### Exercise
In the records below, copy the line that contains "Target: man in grey hoodie" and each line after it, word for word, through the last.

### Data under study
:::

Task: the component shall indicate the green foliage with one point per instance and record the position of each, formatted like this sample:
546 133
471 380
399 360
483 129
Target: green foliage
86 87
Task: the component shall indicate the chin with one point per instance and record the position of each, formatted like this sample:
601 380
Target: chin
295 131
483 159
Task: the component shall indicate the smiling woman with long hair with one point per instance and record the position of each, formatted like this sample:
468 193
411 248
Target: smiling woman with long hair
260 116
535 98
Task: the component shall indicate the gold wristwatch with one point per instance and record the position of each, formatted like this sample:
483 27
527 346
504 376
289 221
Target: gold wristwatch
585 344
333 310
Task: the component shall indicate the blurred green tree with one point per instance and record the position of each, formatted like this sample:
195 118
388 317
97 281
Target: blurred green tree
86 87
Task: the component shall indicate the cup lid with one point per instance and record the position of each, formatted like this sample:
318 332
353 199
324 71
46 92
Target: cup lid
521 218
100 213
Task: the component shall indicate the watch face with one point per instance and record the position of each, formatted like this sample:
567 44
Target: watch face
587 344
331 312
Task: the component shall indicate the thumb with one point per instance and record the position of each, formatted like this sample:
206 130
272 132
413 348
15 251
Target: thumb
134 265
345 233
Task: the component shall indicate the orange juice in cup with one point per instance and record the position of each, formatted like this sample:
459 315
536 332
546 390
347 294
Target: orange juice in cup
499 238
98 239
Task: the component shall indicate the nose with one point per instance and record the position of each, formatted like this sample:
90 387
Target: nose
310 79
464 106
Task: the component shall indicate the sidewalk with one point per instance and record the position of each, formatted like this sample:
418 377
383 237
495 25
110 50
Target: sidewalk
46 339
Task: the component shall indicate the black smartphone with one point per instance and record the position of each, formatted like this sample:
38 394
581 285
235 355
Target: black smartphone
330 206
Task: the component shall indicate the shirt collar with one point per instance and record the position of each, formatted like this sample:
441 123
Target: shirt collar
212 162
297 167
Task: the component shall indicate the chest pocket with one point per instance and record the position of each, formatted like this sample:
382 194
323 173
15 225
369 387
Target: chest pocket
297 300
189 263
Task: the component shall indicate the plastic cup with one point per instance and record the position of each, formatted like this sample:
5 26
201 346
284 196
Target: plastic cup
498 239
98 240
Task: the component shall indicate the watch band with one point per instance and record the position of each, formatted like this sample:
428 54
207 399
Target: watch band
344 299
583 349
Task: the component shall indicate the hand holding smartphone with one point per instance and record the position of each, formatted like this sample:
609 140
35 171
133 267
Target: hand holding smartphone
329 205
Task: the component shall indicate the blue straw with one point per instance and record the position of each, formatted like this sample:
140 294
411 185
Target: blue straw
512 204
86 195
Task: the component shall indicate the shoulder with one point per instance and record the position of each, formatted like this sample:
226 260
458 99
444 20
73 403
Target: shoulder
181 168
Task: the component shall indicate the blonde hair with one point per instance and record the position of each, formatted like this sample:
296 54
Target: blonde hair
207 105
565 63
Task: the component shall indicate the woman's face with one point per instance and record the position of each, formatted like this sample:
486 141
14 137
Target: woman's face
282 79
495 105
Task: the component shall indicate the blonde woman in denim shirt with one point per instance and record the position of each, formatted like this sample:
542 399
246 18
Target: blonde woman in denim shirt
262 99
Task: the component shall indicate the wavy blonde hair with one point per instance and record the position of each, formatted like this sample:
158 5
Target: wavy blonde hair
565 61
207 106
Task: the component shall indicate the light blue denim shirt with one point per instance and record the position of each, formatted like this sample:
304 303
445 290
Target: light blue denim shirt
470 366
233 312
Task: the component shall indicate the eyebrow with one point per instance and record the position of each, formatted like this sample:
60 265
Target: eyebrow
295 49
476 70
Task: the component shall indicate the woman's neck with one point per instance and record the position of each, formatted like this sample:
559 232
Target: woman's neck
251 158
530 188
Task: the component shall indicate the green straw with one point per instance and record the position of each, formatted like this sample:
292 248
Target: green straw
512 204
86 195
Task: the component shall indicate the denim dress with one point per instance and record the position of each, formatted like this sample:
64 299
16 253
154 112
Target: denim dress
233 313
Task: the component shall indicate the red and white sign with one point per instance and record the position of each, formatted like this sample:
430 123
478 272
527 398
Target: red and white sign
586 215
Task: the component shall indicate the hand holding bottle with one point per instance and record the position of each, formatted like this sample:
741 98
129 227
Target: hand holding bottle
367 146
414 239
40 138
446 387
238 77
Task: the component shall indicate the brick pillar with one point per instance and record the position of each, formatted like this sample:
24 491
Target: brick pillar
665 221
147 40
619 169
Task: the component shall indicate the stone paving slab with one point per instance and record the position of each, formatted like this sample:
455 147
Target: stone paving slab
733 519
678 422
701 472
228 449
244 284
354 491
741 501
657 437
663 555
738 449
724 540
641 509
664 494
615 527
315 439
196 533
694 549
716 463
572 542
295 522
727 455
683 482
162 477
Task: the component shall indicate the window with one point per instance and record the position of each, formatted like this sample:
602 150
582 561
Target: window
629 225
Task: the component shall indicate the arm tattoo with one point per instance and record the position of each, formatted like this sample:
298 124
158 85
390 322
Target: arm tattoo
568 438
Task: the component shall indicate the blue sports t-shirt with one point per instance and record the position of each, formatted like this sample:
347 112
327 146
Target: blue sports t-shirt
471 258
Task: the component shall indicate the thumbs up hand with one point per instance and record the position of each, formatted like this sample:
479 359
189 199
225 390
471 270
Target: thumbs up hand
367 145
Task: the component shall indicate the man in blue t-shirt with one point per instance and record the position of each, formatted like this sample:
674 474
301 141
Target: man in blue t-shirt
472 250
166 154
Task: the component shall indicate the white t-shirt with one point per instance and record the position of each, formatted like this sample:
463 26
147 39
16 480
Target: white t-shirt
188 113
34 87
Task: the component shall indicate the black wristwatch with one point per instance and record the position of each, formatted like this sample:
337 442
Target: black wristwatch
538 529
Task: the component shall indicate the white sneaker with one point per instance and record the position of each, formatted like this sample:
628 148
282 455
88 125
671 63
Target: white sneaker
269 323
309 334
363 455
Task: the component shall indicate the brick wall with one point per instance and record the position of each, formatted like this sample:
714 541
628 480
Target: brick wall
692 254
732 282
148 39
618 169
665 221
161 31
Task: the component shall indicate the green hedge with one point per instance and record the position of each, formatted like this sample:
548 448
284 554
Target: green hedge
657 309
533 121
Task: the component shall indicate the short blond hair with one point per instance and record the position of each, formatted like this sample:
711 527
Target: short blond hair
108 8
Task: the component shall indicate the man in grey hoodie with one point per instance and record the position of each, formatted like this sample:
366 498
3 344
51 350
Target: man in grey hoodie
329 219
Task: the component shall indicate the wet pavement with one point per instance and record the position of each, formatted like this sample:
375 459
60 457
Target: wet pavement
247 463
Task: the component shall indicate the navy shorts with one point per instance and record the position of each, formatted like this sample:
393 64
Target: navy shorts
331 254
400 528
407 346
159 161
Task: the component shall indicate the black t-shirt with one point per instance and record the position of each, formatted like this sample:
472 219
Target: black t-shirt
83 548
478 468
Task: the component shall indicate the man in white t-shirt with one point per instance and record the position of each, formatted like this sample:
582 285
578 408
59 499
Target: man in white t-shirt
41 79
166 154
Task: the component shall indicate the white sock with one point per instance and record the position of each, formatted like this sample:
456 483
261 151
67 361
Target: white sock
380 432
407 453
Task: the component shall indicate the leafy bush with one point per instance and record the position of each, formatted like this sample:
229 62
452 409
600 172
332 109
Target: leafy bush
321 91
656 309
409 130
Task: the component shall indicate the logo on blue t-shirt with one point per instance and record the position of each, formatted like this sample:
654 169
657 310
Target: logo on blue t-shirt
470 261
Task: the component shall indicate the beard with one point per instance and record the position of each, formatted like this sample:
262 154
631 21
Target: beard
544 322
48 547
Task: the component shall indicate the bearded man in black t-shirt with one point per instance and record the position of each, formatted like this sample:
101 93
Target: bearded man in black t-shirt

:::

### Solution
Target: man in grey hoodie
329 219
Task: the component shall indicate the wet pavement with one point per instance and record the position of each, formatted like this sample:
375 459
60 457
Target: wet pavement
247 463
Task: the component shall indicate the navy shorts with one point per instance and record the position of each, formatted like this sample:
393 64
Target: navy shorts
331 254
400 528
407 346
159 161
Task: the component shall indicate the black t-shirt with one point per instance and record the position of each, formatted like this sample:
472 219
Target: black t-shirt
83 548
478 468
Task: the component shall indicate the man in white t-shirt with one point per instance and record the position of each, formatted like this sample:
582 285
578 408
59 499
Target: man in white t-shirt
41 79
166 154
Task: the component shall indicate the white sock with one point per instance and record the position of each, formatted like this sample:
456 483
261 151
67 361
Target: white sock
380 432
407 453
Task: the component shall indicate the leafy bush with one point per instance and record the position of each, formatted like this sample:
229 62
452 409
600 172
332 109
Target: leafy bush
321 91
656 309
409 130
Task: the component shall indicate the logo on blue t-shirt with one point per instance and record the position of each, formatted like this sample:
654 169
657 310
Target: logo on blue t-shirt
470 261
Task: the component shall indicate the beard with one point per instance and record the position of each, formatted like this sample:
262 154
631 21
Target: beard
544 322
48 547
Task: the component shall indicate the bearded man in black t-shirt with one point per instance and record the position of each, formatted like this sample:
101 93
Target: bearded man in black t-shirt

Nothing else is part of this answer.